━━ TEXTE À LIRE

Ça ne se sait sans doute pas encore assez mais, pour reprendre le titre d’un de ses albums phares, la nuit est au courant. Oui, indocile, aventureuse, à l’affût et au bord de l’abandon, sa musique – comme celle de Léo Ferré, par exemple – appartient entièrement à la nuit, là où l’on boit la mélancolie jusqu’à la lie et où l’on ouvre grand son esprit à la poésie. Elle s’y déploie et y révèle tout son intense parfum d’absolu, riche de tant de sortilèges.
Éveillée durant l’enfance, la sensibilité musicale du dénommé Berrocal (et prénommé Jacques à sa naissance, en 1946) a d’abord baigné dans une atmosphère religieuse. Gamin, il chante des motets de la Renaissance au sein d’une chorale et vibre à l’écoute de chants d’église accompagnés à l’orgue ou à l’harmonium. Adolescent, il cède à l’irrésistible attraction de ces musiques du démon que sont le jazz et le rock, alors en plein essor.
Un soir de 1960 ou 1961 (sa mémoire vacille légèrement), il entend un morceau d’Ornette Coleman à la radio et prend de plein fouet la bourrasque du free-jazz. « Un vrai choc, nous confie-t-il aujourd’hui. Avant, j’écoutais déjà du jazz (Duke Ellington, Louis Armstrong, Django Reinhardt…) mais je n’avais jamais entendu quelque chose comme ça. C’était une autre manière d’envisager la musique. »
Le sort en est jeté : sa vie sera dédiée à la musique, autrement. Chantant un peu (en yaourt) dans un petit groupe de rock, il commence aussi – et surtout – à jouer de la trompette, qui va devenir son instrument fétiche. Il réalise ses premières grandes frasques musicales durant les années 1970. Véritable ovni sonore, planant très au-dessus de l’ordinaire, l’album Musiq Musik, enregistré en trio avec Dominique Coster et Roger Ferlet, surgit en 1973 sur Futura, mythique label français de musiques affranchies.

━━━━

--- CONSIGNE A ---
Mettez à jour les entrées ci-dessous en remplaçant partout « bounding box » par « enclosing rectangle », sans rien modifier d'autre. Laissez les images de côté dans votre réponse.

━━ EXTRAITS DES ENTRÉES

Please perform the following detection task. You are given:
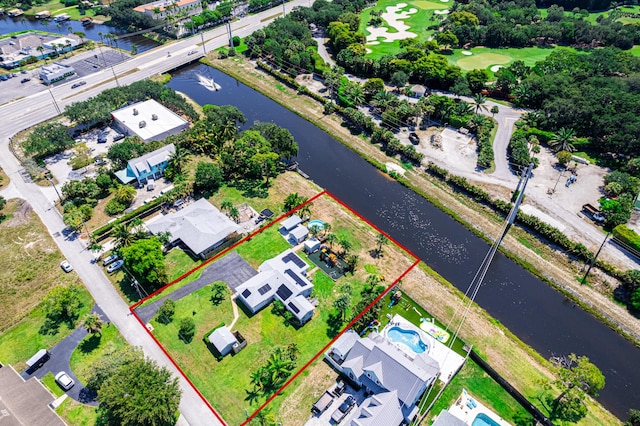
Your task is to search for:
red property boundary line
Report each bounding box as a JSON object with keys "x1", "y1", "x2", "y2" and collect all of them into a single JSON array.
[{"x1": 129, "y1": 190, "x2": 420, "y2": 426}]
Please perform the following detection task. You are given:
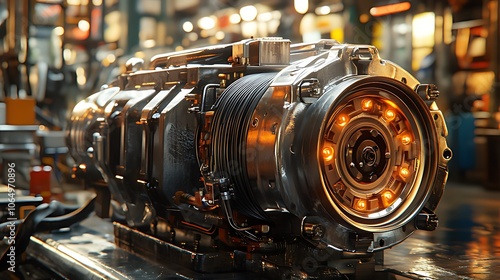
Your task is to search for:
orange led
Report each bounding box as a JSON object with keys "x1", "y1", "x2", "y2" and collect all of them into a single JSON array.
[
  {"x1": 381, "y1": 190, "x2": 394, "y2": 207},
  {"x1": 361, "y1": 99, "x2": 373, "y2": 111},
  {"x1": 337, "y1": 115, "x2": 349, "y2": 127},
  {"x1": 323, "y1": 147, "x2": 334, "y2": 161},
  {"x1": 354, "y1": 198, "x2": 367, "y2": 210},
  {"x1": 399, "y1": 167, "x2": 410, "y2": 178},
  {"x1": 384, "y1": 109, "x2": 396, "y2": 121},
  {"x1": 401, "y1": 134, "x2": 411, "y2": 145}
]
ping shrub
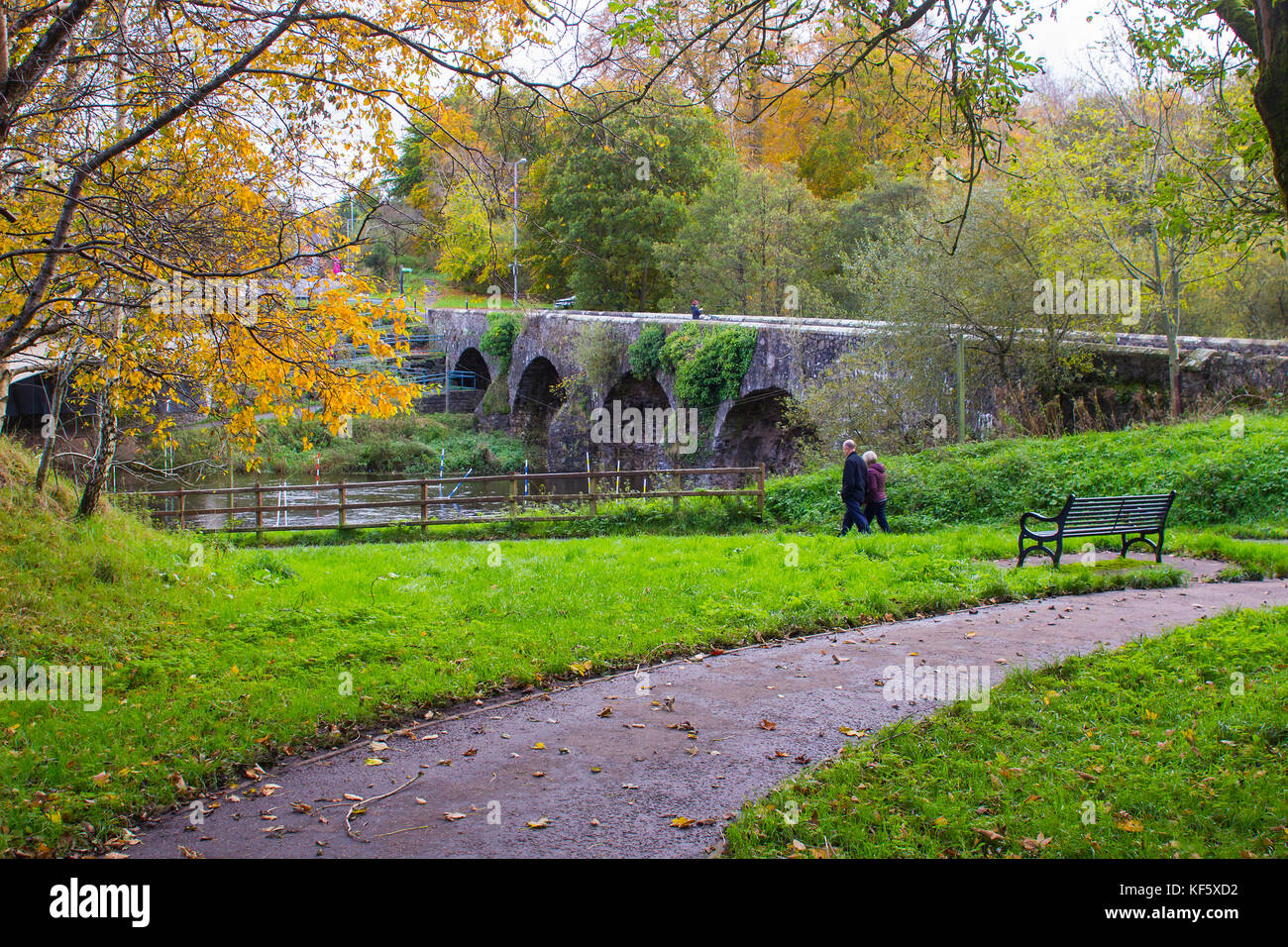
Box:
[658,326,756,407]
[480,310,520,372]
[626,325,666,378]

━━━━

--- CONSIGNE B ---
Répondez, s'il vous plaît, à ces questions sur le texte consacré à Berrocal :
(i) En quelle année Berrocal est-il né ?
(ii) Quel musicien Berrocal a-t-il entendu à la radio un soir de 1960 ou 1961 ?
(iii) Sur quel label l'album Musiq Musik a-t-il paru en 1973 ?

--- RÉPONSE ATTENDUE A ---
Please perform the following detection task. You are given:
Your task is to search for:
red property boundary line
Report each enclosing rectangle as a JSON object with keys "x1", "y1", "x2", "y2" and collect all of them into a single JSON array.
[{"x1": 129, "y1": 190, "x2": 420, "y2": 426}]
Please perform the following detection task. You are given:
Your task is to search for:
orange led
Report each enclosing rectangle as a JSON object with keys "x1", "y1", "x2", "y2" and collect all of them into a single JSON array.
[
  {"x1": 381, "y1": 190, "x2": 394, "y2": 207},
  {"x1": 361, "y1": 99, "x2": 373, "y2": 111},
  {"x1": 337, "y1": 115, "x2": 349, "y2": 127},
  {"x1": 323, "y1": 147, "x2": 334, "y2": 161},
  {"x1": 354, "y1": 198, "x2": 367, "y2": 210},
  {"x1": 399, "y1": 167, "x2": 410, "y2": 178},
  {"x1": 384, "y1": 109, "x2": 396, "y2": 121},
  {"x1": 401, "y1": 134, "x2": 411, "y2": 145}
]
ping shrub
Box:
[658,326,756,407]
[480,310,520,372]
[626,325,666,378]

--- RÉPONSE ATTENDUE B ---
(i) En 1946.
(ii) Ornette Coleman.
(iii) Sur Futura.